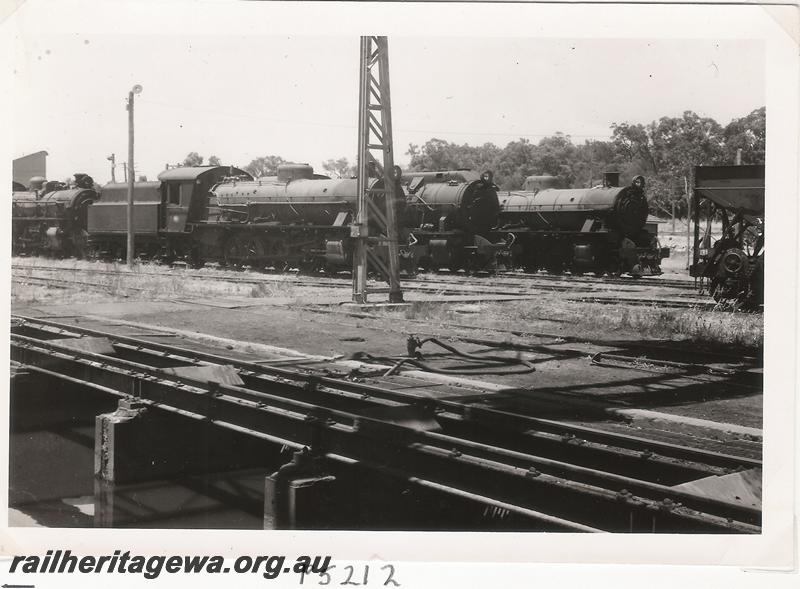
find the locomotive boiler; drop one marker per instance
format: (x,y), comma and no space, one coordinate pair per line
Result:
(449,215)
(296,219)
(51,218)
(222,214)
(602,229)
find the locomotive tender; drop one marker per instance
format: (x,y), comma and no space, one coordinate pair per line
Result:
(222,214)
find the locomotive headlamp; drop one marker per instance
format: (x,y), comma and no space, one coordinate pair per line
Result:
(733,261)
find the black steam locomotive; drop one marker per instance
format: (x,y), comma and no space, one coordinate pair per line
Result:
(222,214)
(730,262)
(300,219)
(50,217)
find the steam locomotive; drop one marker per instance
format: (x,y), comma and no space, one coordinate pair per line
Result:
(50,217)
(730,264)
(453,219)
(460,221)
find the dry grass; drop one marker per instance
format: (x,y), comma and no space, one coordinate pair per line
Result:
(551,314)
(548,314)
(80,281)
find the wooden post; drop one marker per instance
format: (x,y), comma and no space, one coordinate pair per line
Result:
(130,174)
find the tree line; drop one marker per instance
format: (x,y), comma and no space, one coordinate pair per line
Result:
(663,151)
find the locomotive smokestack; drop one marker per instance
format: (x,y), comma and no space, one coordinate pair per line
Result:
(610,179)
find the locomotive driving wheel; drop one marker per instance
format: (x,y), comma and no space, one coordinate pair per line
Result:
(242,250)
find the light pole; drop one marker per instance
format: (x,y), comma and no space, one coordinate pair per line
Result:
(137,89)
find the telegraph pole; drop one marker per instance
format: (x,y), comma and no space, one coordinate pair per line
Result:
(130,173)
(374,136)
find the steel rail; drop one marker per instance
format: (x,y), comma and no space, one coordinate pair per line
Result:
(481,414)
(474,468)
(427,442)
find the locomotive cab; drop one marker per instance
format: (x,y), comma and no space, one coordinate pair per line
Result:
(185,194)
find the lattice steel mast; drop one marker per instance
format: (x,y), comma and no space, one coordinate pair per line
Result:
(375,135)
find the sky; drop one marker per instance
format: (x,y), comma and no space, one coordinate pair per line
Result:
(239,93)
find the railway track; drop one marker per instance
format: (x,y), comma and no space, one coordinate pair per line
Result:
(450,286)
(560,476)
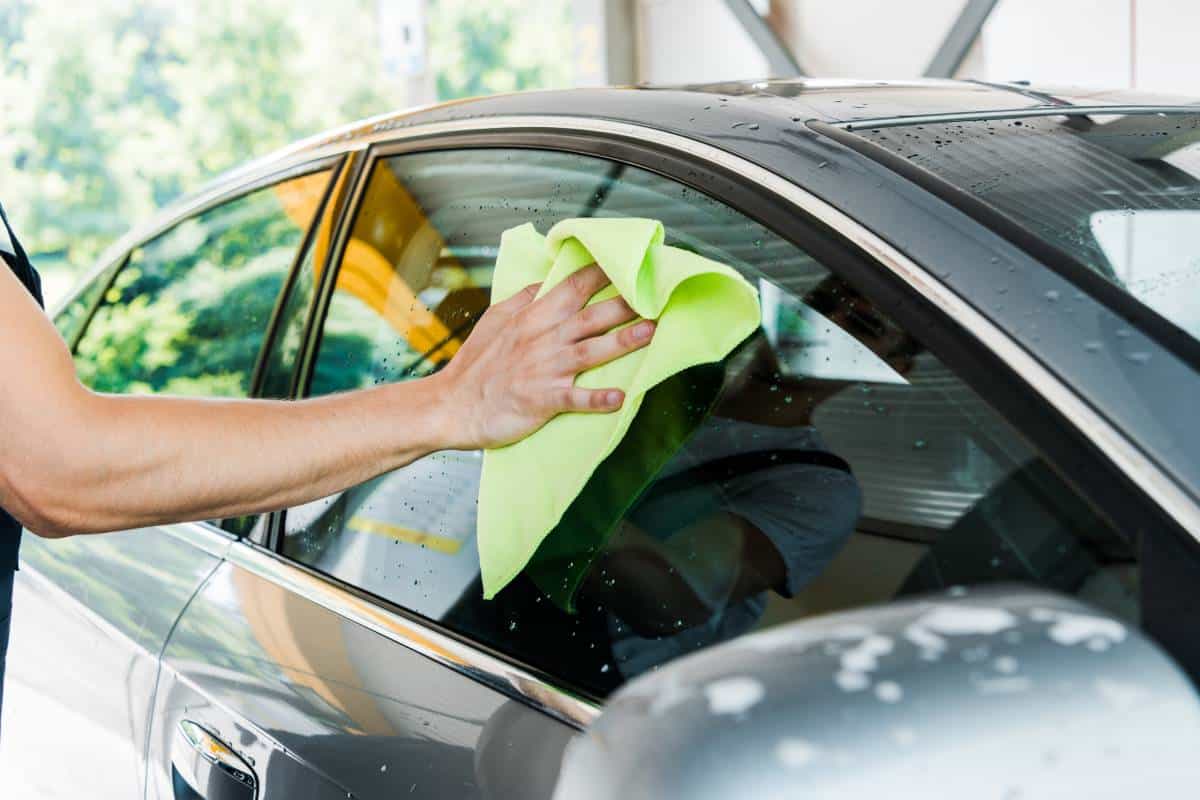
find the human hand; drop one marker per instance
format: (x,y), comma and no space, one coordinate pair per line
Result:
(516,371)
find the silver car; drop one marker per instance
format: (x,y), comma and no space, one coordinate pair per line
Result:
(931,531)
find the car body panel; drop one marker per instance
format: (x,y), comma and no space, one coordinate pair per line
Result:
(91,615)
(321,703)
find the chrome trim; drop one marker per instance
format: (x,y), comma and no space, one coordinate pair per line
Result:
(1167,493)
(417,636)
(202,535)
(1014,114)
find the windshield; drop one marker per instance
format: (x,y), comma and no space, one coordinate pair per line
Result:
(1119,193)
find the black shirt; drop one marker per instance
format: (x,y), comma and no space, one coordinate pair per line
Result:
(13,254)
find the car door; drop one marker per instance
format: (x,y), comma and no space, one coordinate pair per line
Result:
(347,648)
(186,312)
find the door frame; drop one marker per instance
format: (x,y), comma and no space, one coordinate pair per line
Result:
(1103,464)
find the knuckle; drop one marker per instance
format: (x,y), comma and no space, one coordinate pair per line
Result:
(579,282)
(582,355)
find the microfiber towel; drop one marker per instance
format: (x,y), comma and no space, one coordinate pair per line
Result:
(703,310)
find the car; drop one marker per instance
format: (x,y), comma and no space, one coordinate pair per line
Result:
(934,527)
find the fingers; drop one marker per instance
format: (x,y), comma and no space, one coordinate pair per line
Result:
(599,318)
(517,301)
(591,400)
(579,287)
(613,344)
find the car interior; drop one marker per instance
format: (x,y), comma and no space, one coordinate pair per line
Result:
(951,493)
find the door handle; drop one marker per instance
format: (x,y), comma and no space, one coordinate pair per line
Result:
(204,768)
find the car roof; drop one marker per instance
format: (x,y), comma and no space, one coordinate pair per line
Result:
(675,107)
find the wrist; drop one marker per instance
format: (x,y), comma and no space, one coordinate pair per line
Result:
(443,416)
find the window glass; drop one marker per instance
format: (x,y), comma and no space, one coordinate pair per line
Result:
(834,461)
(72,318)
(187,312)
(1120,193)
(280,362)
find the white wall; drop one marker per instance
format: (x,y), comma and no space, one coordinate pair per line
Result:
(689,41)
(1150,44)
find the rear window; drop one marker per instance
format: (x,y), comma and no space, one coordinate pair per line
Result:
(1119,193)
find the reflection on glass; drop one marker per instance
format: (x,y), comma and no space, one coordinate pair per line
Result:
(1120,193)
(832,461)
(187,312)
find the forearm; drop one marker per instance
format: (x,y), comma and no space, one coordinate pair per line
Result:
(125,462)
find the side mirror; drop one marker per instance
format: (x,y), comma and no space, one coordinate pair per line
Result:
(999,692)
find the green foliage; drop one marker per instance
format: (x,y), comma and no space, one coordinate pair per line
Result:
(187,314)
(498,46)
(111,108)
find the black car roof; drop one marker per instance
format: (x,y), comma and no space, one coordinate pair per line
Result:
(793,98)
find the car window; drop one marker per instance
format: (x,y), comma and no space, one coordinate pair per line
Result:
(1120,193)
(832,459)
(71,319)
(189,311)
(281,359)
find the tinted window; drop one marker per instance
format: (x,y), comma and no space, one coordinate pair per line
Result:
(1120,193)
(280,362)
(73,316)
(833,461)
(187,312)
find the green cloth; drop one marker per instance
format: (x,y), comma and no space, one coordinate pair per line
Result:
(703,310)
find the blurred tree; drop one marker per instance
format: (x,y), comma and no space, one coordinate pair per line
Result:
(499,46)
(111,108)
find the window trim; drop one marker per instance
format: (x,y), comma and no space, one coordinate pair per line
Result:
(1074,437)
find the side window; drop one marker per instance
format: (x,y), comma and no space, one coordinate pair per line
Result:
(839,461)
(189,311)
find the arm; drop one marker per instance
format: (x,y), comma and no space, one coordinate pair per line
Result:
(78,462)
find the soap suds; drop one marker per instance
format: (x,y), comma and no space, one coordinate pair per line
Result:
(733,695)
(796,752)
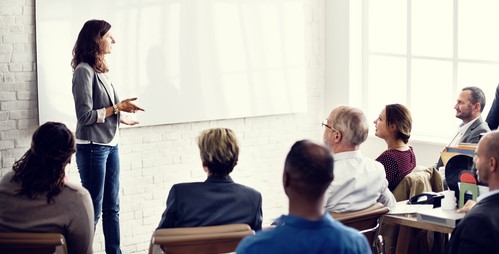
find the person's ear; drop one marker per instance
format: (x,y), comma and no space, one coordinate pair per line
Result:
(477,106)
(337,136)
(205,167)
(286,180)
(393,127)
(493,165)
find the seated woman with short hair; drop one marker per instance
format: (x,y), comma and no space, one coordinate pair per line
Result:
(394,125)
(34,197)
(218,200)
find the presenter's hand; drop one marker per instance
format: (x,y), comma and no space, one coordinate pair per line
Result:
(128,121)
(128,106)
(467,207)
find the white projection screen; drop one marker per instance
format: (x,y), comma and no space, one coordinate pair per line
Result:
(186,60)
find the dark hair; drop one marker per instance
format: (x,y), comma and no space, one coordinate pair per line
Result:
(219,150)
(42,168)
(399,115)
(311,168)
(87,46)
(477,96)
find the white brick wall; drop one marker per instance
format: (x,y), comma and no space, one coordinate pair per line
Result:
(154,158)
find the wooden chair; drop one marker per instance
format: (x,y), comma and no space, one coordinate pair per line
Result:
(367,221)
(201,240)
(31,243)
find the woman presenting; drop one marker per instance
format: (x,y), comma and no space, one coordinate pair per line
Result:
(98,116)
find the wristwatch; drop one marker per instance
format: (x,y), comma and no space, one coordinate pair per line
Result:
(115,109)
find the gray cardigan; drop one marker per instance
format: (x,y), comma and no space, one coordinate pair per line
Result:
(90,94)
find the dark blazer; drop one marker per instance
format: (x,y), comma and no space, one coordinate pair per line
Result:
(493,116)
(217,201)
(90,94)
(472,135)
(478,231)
——
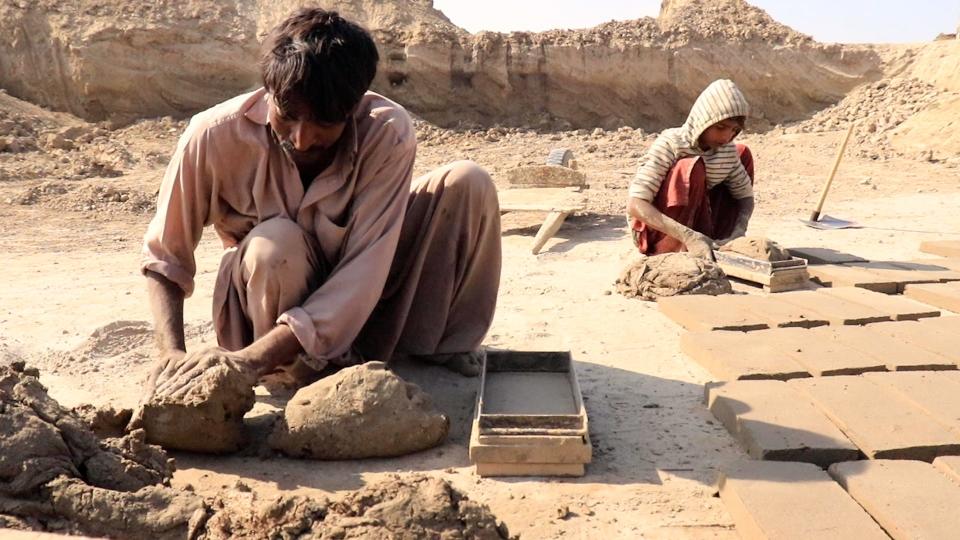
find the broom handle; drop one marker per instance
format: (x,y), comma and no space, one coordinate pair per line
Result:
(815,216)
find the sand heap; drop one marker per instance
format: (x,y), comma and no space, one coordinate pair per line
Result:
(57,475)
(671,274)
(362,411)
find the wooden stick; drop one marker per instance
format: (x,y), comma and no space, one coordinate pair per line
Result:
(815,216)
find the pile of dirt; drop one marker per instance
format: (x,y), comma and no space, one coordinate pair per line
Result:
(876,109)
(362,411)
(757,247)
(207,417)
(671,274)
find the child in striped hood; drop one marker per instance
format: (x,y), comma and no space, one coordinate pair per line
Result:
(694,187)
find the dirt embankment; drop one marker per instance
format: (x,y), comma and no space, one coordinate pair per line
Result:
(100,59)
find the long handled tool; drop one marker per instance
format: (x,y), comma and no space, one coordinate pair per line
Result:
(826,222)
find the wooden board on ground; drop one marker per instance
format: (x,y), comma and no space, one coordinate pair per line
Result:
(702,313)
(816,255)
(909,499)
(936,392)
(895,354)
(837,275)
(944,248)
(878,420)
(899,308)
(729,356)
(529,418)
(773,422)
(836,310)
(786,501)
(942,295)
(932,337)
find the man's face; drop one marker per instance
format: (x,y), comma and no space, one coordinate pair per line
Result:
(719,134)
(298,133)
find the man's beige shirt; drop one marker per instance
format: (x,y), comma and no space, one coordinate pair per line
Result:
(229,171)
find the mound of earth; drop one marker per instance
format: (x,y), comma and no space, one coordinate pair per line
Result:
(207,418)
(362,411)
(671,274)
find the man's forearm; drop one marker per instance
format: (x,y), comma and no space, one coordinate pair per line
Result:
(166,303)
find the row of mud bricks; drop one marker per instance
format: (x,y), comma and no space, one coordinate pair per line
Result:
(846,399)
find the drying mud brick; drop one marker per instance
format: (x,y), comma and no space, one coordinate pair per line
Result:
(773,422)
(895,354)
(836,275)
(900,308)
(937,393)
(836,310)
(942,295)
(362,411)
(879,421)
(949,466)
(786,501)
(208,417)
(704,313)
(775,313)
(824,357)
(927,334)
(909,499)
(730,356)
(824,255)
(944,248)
——
GIVEN PROBLEM
Gather every line in the material above that contains the string "side", copying each one in full. Treat uppercase and lowercase as different.

SOLUTION TO THE EXERCISE
find the side mirror; drop one marker per instance
find the side window; drop one marker per instance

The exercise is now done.